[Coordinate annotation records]
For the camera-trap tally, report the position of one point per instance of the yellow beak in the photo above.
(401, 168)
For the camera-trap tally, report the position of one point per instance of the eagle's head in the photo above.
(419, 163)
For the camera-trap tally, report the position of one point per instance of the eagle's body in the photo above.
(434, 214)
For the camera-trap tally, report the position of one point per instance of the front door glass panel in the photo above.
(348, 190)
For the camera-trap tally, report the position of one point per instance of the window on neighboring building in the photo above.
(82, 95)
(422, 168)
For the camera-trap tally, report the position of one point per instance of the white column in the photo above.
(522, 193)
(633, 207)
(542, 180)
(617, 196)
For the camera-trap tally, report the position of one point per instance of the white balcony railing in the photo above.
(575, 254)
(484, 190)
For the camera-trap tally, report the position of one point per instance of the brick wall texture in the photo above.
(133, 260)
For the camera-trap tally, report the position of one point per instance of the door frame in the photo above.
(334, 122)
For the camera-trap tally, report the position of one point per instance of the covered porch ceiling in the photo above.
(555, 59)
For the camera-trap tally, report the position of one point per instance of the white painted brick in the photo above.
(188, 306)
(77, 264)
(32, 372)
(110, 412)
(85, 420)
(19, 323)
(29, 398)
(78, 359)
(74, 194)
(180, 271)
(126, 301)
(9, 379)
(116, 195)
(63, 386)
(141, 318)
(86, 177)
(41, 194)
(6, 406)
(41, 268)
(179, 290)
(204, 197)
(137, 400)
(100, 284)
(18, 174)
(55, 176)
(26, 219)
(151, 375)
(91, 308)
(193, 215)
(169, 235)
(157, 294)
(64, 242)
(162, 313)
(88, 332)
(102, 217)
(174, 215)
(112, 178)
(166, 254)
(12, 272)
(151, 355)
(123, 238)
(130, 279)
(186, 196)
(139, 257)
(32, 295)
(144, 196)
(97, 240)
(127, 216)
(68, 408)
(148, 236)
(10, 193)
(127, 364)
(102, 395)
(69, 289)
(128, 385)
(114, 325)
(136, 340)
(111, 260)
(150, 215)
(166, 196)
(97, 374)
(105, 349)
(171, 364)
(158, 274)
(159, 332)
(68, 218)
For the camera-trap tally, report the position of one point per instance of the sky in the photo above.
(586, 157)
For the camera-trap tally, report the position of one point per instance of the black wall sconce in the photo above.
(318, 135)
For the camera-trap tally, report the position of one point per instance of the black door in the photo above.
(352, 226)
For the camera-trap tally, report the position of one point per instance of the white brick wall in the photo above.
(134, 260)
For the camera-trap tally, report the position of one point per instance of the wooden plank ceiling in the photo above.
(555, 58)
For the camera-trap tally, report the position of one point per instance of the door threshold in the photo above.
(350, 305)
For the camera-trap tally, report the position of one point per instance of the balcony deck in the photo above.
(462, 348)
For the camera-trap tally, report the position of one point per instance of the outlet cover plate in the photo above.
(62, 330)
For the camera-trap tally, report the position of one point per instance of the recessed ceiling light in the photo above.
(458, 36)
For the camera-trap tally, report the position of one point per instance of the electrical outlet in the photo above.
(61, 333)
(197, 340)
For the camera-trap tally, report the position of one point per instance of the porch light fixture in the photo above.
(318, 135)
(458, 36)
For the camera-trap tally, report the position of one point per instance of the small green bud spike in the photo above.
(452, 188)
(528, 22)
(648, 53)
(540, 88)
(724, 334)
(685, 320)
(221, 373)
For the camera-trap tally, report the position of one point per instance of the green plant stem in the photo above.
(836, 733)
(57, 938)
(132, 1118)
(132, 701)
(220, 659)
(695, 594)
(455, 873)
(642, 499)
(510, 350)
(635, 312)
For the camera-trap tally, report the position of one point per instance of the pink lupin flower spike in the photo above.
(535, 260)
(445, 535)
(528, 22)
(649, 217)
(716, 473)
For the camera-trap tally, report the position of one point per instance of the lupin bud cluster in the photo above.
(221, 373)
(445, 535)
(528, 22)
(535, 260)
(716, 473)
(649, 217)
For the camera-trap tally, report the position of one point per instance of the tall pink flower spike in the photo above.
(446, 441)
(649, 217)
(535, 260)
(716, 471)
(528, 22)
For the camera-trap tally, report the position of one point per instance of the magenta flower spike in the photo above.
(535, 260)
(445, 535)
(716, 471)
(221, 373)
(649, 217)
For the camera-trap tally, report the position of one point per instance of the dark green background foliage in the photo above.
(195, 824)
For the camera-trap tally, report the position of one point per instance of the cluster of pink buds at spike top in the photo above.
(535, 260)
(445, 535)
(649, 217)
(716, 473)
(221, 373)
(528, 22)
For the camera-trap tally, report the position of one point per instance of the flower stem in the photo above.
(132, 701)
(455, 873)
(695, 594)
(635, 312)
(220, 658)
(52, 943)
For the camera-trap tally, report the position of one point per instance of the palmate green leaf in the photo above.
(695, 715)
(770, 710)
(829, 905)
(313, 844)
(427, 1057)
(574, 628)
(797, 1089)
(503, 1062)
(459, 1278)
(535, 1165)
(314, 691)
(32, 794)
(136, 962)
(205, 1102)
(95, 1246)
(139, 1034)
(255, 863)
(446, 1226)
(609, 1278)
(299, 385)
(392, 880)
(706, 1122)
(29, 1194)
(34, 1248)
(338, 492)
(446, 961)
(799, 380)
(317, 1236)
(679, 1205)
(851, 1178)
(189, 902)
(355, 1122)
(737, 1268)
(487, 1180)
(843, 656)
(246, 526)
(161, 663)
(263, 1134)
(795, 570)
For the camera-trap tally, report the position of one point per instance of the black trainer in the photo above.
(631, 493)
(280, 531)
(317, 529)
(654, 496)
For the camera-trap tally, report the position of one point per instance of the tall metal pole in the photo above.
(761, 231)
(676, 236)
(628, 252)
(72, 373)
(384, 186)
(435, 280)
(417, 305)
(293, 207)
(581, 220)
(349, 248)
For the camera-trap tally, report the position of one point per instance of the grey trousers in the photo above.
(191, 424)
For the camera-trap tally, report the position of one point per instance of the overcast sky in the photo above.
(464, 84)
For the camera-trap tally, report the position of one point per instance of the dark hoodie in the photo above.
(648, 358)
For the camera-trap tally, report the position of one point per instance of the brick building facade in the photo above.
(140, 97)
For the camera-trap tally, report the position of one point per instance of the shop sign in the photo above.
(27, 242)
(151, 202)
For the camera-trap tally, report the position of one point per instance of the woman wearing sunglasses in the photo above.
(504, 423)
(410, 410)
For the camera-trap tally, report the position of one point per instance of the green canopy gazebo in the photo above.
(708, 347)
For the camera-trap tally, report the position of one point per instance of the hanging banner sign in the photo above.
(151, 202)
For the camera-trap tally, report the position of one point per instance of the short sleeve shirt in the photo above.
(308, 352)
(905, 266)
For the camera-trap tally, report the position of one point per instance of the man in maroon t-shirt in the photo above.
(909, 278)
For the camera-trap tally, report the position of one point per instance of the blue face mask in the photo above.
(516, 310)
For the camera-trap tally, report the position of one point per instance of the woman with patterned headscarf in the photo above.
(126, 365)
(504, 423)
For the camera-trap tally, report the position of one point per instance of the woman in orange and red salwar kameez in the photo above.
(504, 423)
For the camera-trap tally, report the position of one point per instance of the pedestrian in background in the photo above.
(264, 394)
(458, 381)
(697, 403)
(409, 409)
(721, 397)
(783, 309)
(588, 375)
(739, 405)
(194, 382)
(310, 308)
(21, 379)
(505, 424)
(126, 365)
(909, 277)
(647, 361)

(PROBLEM TO SOLVE): Give back the whole listing, word for word.

(WORKED SOLUTION):
For the camera-trap tally, report the position of one point per instance of the yellow beak in the photo above.
(401, 168)
For the camera-trap tally, report the position of one point per instance of the eagle's head in the photo above.
(419, 163)
For the camera-trap tally, report the position of one point per instance of the eagle's body in the photo above.
(434, 214)
For the camera-trap tally, report the position of one point per instance of the front door glass panel in the photo above.
(348, 190)
For the camera-trap tally, report the position of one point per instance of the window on neighboring building in the photo above.
(82, 95)
(422, 168)
For the camera-trap tally, report the position of one point per instance of the white column in the photo above.
(522, 193)
(633, 207)
(542, 180)
(617, 196)
For the camera-trap tally, report the position of one point per instance of the white balcony railing in the photo above.
(575, 254)
(484, 190)
For the camera-trap tally, report the position of one point per instance of the brick wall texture in the photo above.
(133, 260)
For the camera-trap tally, report the position of one point per instance of the door frame in the photo above.
(334, 122)
For the camera-trap tally, report the position of one point per instance of the covered porch ceiling in the photo above.
(555, 59)
For the camera-trap tally, report the position of one point per instance of the white painted brick in the photo above.
(188, 306)
(77, 264)
(32, 372)
(110, 412)
(85, 420)
(19, 323)
(29, 398)
(78, 359)
(74, 194)
(180, 271)
(126, 301)
(9, 379)
(116, 195)
(63, 386)
(141, 318)
(86, 177)
(41, 194)
(6, 406)
(41, 268)
(179, 290)
(204, 197)
(137, 400)
(100, 284)
(18, 174)
(55, 176)
(26, 219)
(151, 375)
(91, 308)
(193, 215)
(169, 235)
(157, 294)
(64, 242)
(162, 313)
(88, 332)
(102, 217)
(174, 215)
(112, 178)
(166, 254)
(12, 272)
(151, 355)
(123, 238)
(130, 279)
(186, 196)
(139, 257)
(32, 295)
(144, 196)
(97, 240)
(127, 216)
(68, 408)
(148, 236)
(10, 193)
(127, 364)
(102, 395)
(69, 289)
(128, 385)
(114, 325)
(136, 340)
(111, 260)
(150, 215)
(166, 196)
(97, 374)
(105, 349)
(171, 364)
(158, 274)
(159, 332)
(68, 218)
For the camera-trap tally, report the position of one point per instance of the sky in the photo above.
(586, 157)
For the camera-trap tally, report the position of one point per instance of the black wall sconce in the photo above.
(318, 135)
For the camera-trap tally, report the position of one point per instance of the black door in the photo above.
(352, 226)
For the camera-trap tally, report the position of one point per instance of the white brick wall in the photo above.
(134, 260)
For the camera-trap tally, report the position of one point per instance of the wooden plank ceiling in the photo above.
(555, 58)
For the camera-trap tally, report the position of one point per instance of the door threshold in the photo above.
(350, 305)
For the camera-trap tally, report the position of one point per instance of the balcony deck in the photo above.
(462, 348)
For the camera-trap tally, report the position of one point per instance of the outlet cover plate in the photo above.
(62, 330)
For the camera-trap tally, report the position of one point per instance of the recessed ceiling light in the photo above.
(458, 36)
For the camera-trap tally, report the position of one point per instance of the electrical outlet in the photo above.
(61, 333)
(197, 340)
For the camera-trap tally, report the position of one point per instance of the porch light fixture in the photo above.
(318, 135)
(458, 36)
For the camera-trap tally, report the position of one point per instance of the small green bud spike in the photo above.
(452, 188)
(528, 22)
(648, 53)
(540, 88)
(724, 334)
(685, 320)
(221, 373)
For the camera-trap tally, report the position of one point per instance of the green plant stem in the photo above.
(836, 733)
(57, 938)
(132, 1118)
(132, 701)
(220, 659)
(695, 594)
(455, 873)
(642, 499)
(510, 350)
(635, 312)
For the camera-trap tally, report the position of one point per instance of the pink lupin flower spike in the photo above.
(535, 260)
(445, 535)
(528, 22)
(649, 217)
(716, 473)
For the camera-trap tally, report the position of one point per instance of the lupin bud cluster in the photo above.
(221, 373)
(445, 535)
(528, 22)
(535, 260)
(716, 473)
(649, 217)
For the camera-trap tally, report the position of one point per instance of the tall pink flower spike in the photo above.
(446, 441)
(649, 217)
(535, 260)
(716, 471)
(528, 22)
For the camera-trap tally, report the position of one point per instance of the magenta flower spike in the photo above.
(535, 260)
(445, 535)
(716, 471)
(221, 373)
(649, 217)
For the camera-trap tally, report the position of one point per instance of the dark green background foliage in the photo above.
(195, 824)
For the camera-trap tally, report the position of one point per instance of the cluster of pink buds at spike top in the photo above.
(535, 260)
(445, 535)
(649, 217)
(716, 473)
(221, 373)
(528, 22)
For the camera-trap tally, report the position of one point per instance of the flower stem in the photo above.
(132, 701)
(455, 873)
(695, 594)
(635, 312)
(220, 658)
(52, 943)
For the camera-trap tally, report the position of one point per instance of the palmate green leaf in the photo above.
(695, 715)
(770, 710)
(829, 905)
(313, 844)
(427, 1057)
(574, 628)
(797, 1089)
(503, 1062)
(459, 1278)
(535, 1165)
(314, 691)
(32, 794)
(136, 962)
(205, 1102)
(95, 1246)
(139, 1034)
(255, 863)
(446, 1226)
(609, 1278)
(299, 385)
(392, 880)
(706, 1122)
(29, 1194)
(34, 1248)
(338, 492)
(446, 961)
(799, 380)
(317, 1236)
(679, 1205)
(851, 1178)
(189, 902)
(355, 1122)
(737, 1268)
(487, 1180)
(843, 656)
(246, 526)
(161, 663)
(263, 1134)
(795, 570)
For the camera-trap tally, report the position of one point per instance of the black trainer in the photo above.
(631, 493)
(280, 531)
(317, 529)
(654, 496)
For the camera-trap tally, report the position of one point per instance of the tall metal pole in the photo above.
(761, 231)
(676, 236)
(628, 252)
(72, 373)
(384, 186)
(435, 280)
(417, 305)
(293, 207)
(581, 220)
(349, 248)
For the camera-trap tally, report the position of one point per instance of the grey trousers in the photo above.
(191, 424)
For the camera-trap tally, report the position of one point per instance of the overcast sky in the photo above.
(464, 84)
For the camera-trap tally, report the position of one point per instance of the dark hoodie in the photo above.
(648, 358)
For the camera-trap tally, report the position of one point per instance of the brick building facade in the photo above.
(140, 97)
For the camera-trap tally, report the position of one point per instance of the shop sign in the photo above.
(27, 242)
(151, 202)
For the camera-trap tally, report the position of one point per instance of the woman wearing sunglasses in the photo above.
(504, 423)
(410, 410)
For the camera-trap tally, report the position of one point per instance of the green canopy gazebo in the photo above.
(708, 347)
For the camera-trap tally, report the position of one point per instance of the hanging banner sign in the photo above.
(151, 202)
For the camera-trap tally, report the position of one point per instance of the short sleeve shirt in the photo above.
(308, 352)
(905, 266)
For the camera-trap tally, report the position of one point per instance of the man in maroon t-shirt in the photo above.
(909, 278)
For the camera-trap tally, report the position of one point per instance of the blue face mask in the photo above.
(516, 310)
For the camera-trap tally, report the position of one point per instance of the woman with patterned headscarf in the photo above.
(126, 365)
(504, 423)
For the camera-trap tally, report the position of one point per instance of the woman in orange and red salwar kameez in the photo above.
(504, 423)
For the camera-trap tally, report the position of one point per instance of the pedestrian in background in the photo above.
(264, 394)
(458, 381)
(697, 403)
(409, 409)
(721, 397)
(783, 309)
(588, 375)
(739, 405)
(194, 382)
(310, 308)
(21, 379)
(505, 424)
(126, 365)
(909, 277)
(647, 361)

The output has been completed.